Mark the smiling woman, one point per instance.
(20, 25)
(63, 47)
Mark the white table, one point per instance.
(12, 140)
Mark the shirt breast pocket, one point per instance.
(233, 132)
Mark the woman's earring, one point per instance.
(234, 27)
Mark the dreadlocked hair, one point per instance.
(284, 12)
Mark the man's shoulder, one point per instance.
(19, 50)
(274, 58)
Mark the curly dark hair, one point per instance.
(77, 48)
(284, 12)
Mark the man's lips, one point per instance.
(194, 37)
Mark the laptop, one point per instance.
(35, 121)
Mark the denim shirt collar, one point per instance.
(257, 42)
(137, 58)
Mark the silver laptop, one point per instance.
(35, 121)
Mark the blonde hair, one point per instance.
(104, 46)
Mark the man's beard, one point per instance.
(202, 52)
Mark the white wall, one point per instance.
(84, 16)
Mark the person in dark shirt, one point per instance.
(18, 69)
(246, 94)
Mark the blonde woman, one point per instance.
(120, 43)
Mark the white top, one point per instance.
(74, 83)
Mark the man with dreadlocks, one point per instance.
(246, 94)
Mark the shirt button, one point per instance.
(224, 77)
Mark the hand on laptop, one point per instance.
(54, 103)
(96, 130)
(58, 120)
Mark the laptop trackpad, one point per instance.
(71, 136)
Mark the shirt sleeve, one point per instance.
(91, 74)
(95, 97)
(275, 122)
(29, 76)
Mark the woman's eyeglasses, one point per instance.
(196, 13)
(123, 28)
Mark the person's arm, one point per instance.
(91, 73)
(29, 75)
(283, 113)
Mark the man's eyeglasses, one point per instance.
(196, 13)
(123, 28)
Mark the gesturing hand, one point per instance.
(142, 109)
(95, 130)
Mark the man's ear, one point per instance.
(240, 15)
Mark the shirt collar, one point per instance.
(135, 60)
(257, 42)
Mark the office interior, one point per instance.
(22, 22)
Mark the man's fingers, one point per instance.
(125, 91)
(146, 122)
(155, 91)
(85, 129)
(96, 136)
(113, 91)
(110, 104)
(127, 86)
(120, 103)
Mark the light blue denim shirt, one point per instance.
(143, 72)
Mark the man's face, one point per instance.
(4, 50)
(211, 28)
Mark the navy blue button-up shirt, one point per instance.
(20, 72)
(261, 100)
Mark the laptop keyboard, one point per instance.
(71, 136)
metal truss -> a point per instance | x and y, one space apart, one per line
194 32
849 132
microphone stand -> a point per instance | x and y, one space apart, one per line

--------

> [EXERCISE DIRECTIONS] The answer must be all of the entries, restated exactly.

> [FINISHED TASK]
Mark the smiling woman, one point per instance.
(20, 25)
(63, 47)
Mark the white table, one point per instance.
(12, 140)
Mark the shirt breast pocket, one point per instance.
(233, 132)
Mark the woman's earring, one point per instance.
(234, 27)
Mark the dreadlocked hair, one point per instance.
(284, 12)
Mark the man's shoulder, one point per instance.
(19, 50)
(274, 58)
Mark the curly dark hair, one point per instance.
(77, 48)
(284, 12)
Mark the man's lips, one point per instance.
(194, 37)
Mark the laptop, one point per instance.
(35, 121)
Mark the denim shirt collar, one point per instance.
(257, 42)
(137, 58)
Mark the silver laptop, one point per instance.
(35, 121)
Mark the blonde hair, one point per instance.
(104, 46)
Mark the man's beard, one point per instance.
(202, 52)
Mark the white wall, one point per instance.
(84, 16)
Mark the person in dark shirt, one point per instance.
(18, 69)
(246, 94)
Mark the blonde woman, one point per instance.
(120, 43)
Mark the white top, one point per instance.
(74, 83)
Mark the man with dreadlocks, one point per instance.
(246, 94)
Mark the shirt button, one point per instance.
(224, 77)
Mark the hand on laptop, one point per instance.
(54, 103)
(96, 130)
(58, 120)
Mark the laptop trackpad, one point per instance.
(71, 136)
Mark the shirt sleeve, one point per instance.
(91, 74)
(95, 97)
(275, 122)
(29, 76)
Mark the woman's eyeglasses, one point per instance.
(196, 13)
(123, 28)
Mark the person's arm, one point per instance.
(91, 73)
(29, 75)
(283, 113)
Mark the man's eyeglasses, one point per instance.
(196, 13)
(123, 28)
Mark the gesturing hand, one point per instance.
(142, 109)
(95, 130)
Mark the man's ear, one point per instance.
(240, 15)
Mark the shirt collar, one point per instance.
(135, 60)
(257, 42)
Mark the office interior, one point per instance.
(22, 22)
Mark the man's fingers, one point per instance.
(125, 91)
(146, 122)
(155, 91)
(85, 129)
(96, 136)
(113, 91)
(110, 104)
(127, 86)
(120, 103)
Mark the light blue denim shirt, one point per instance.
(143, 72)
Mark the man's face, one point per instance.
(4, 50)
(211, 28)
Mark the navy blue button-up shirt, one point per instance.
(20, 72)
(261, 100)
Mark the laptop keyboard, one point per instance.
(71, 136)
metal truss -> a point per instance | x and y, one space apart, one per line
194 32
849 132
microphone stand -> a point per instance | x and y, one space apart, one per line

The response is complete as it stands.